◆ Set problem ◆
Edit the material below by changing every "pin" to "place" and leaving all other text as it is.

[Extracted records]

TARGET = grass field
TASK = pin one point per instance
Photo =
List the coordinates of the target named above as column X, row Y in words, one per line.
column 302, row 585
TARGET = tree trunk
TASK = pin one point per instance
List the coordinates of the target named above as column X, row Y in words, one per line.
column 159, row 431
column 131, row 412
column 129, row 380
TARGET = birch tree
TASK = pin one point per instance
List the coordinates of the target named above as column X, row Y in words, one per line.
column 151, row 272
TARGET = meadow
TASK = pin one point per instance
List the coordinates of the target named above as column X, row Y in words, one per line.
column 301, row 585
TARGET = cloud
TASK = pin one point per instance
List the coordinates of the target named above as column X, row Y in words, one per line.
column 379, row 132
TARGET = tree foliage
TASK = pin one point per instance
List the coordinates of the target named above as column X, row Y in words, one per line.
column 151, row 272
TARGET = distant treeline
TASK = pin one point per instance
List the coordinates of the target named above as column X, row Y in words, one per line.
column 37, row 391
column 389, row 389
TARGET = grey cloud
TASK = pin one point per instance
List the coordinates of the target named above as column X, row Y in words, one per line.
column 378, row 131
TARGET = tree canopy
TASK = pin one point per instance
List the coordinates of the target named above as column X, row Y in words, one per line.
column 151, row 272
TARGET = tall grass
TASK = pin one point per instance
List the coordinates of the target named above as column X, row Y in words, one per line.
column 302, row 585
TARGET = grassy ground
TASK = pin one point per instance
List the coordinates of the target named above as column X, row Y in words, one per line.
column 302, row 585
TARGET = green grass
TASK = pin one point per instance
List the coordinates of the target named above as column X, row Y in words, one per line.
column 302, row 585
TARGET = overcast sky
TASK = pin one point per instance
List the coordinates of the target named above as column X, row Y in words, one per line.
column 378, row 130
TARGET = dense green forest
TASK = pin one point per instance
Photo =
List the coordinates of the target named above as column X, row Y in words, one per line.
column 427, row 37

◆ Response below ◆
TARGET = grass field
TASK = place one point per instance
Photo =
List the coordinates of the target named above as column X, row Y in words, one per line.
column 302, row 585
TARGET = tree trunk
TASK = place one point per instance
List the coordinates of the target named above as column X, row Y in words, one per line.
column 159, row 431
column 131, row 412
column 129, row 380
TARGET = birch tree
TASK = place one point per instance
List the coordinates of the target named above as column X, row Y in words, one per line.
column 151, row 272
TARGET = meadow
TASK = place one point per instance
List the coordinates of the target named above as column X, row Y in words, one per line.
column 301, row 585
TARGET = cloud
TASK = place one point per instance
List the coordinates of the target named above as column X, row Y in words, one per line.
column 379, row 132
TARGET = tree foliage
TASK = place one point per instance
List the coordinates of the target named above as column X, row Y in words, one per line.
column 151, row 272
TARGET = distant treeline
TASK = place one point per instance
List the coordinates of the target named above as column X, row Y in words, one per line.
column 37, row 391
column 389, row 389
TARGET = grey cloud
TASK = place one point per instance
List the coordinates of the target named above as column X, row Y in words, one per line.
column 378, row 131
TARGET = tree canopy
TASK = place one point per instance
List the coordinates of the target named above as column X, row Y in words, one per line.
column 151, row 272
TARGET = tall grass
TASK = place one point per instance
List the coordinates of the target named above as column X, row Y in words, one per line.
column 302, row 585
TARGET = grassy ground
TASK = place one point per instance
List the coordinates of the target named above as column X, row Y in words, one per line.
column 302, row 585
TARGET = green grass
TASK = place one point per instance
List the coordinates of the target named above as column X, row Y in words, one per line.
column 302, row 585
TARGET = overcast sky
TASK = place one point per instance
List the coordinates of the target named above as column X, row Y in words, one per line.
column 378, row 130
TARGET = dense green forest
TASK = place one point per instance
Photo =
List the coordinates of the target named above as column X, row Y in words, one per line.
column 427, row 37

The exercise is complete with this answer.